▶ Instructions for the task
Please print exactly the line containing "negative clicks: (410, 129) (350, 204)" and every line after it to the end of the records below, and nothing more.

Saved data entries:
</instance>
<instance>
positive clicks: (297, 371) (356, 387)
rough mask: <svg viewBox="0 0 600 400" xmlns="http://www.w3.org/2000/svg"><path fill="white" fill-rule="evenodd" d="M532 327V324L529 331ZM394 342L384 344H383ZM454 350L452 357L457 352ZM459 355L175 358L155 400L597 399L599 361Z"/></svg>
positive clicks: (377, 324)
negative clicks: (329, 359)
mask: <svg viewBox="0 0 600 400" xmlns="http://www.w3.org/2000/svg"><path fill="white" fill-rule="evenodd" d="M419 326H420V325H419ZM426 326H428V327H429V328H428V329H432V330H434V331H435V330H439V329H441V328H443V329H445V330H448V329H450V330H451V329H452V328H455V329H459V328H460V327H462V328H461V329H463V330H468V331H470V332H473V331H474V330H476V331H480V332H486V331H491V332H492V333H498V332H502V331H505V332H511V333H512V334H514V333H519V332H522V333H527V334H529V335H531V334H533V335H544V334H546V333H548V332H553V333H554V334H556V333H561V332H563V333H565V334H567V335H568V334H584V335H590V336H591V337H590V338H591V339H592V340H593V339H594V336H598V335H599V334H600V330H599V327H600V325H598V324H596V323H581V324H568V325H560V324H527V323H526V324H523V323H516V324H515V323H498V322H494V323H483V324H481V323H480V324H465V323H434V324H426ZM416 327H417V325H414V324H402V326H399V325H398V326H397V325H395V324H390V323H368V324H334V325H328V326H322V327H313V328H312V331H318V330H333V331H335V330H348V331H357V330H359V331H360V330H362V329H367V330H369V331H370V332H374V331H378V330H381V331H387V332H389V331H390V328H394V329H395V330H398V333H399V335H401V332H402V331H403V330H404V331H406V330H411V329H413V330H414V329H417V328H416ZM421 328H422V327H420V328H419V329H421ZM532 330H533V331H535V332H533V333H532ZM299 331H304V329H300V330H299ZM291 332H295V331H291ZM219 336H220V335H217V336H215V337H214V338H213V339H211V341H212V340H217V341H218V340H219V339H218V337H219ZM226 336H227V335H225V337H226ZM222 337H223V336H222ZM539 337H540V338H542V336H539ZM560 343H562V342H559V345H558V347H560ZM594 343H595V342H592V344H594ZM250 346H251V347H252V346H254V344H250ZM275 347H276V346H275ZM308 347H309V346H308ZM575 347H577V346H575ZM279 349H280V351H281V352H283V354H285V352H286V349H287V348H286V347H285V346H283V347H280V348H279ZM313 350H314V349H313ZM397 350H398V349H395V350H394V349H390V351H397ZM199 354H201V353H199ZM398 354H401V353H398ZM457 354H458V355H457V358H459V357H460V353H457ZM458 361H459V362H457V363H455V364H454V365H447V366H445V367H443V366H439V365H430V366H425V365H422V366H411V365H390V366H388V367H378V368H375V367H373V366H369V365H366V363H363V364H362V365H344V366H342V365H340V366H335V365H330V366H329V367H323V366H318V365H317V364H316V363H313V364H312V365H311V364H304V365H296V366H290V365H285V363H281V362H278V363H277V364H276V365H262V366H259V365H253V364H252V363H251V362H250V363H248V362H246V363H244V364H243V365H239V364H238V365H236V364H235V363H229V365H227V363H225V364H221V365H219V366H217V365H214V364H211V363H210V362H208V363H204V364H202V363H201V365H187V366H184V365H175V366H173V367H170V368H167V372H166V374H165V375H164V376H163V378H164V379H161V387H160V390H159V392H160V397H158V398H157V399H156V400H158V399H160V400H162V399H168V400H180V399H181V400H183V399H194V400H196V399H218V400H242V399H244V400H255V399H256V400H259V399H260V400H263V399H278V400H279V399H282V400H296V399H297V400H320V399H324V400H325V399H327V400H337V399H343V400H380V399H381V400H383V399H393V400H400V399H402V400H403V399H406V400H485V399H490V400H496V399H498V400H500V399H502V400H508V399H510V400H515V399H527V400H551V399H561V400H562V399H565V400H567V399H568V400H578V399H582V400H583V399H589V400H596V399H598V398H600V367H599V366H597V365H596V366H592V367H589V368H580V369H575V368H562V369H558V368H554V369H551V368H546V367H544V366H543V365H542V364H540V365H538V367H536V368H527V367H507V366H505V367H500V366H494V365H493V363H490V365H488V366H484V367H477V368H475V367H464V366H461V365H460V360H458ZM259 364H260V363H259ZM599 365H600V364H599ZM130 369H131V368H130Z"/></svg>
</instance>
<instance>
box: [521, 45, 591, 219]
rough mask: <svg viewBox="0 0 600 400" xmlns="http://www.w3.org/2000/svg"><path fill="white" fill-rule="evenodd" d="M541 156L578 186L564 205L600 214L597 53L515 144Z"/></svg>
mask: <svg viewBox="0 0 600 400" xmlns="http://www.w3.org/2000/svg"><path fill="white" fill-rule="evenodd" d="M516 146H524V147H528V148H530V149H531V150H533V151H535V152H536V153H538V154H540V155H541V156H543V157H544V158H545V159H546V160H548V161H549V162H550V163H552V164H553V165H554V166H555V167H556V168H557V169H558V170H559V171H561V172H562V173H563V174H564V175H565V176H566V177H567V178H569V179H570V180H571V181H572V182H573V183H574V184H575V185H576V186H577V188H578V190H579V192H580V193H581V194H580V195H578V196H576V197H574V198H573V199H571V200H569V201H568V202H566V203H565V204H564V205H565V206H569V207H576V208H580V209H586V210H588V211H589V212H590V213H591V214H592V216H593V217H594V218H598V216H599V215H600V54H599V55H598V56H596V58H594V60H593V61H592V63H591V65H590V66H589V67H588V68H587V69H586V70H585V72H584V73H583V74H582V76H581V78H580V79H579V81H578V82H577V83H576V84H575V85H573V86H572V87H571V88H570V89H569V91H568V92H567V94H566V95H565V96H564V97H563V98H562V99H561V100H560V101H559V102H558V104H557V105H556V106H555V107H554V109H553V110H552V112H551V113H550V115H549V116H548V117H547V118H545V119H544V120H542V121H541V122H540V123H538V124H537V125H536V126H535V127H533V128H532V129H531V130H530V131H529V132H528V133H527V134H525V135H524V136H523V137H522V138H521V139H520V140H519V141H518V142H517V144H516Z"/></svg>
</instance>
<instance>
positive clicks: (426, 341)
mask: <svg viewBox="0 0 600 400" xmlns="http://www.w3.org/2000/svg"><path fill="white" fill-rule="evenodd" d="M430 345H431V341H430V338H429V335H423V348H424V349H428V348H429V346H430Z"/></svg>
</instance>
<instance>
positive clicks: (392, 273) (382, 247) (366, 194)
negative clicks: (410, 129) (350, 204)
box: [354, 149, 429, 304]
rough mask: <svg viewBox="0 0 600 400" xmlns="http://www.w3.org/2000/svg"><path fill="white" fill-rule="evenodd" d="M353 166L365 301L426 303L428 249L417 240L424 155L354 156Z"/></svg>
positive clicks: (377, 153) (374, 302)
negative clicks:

▶ Result for this task
negative clicks: (410, 129) (350, 204)
box: [354, 149, 429, 304]
rough mask: <svg viewBox="0 0 600 400" xmlns="http://www.w3.org/2000/svg"><path fill="white" fill-rule="evenodd" d="M353 166L365 301L426 303L428 249L417 240L424 155L354 156Z"/></svg>
positive clicks: (377, 153) (374, 302)
negative clicks:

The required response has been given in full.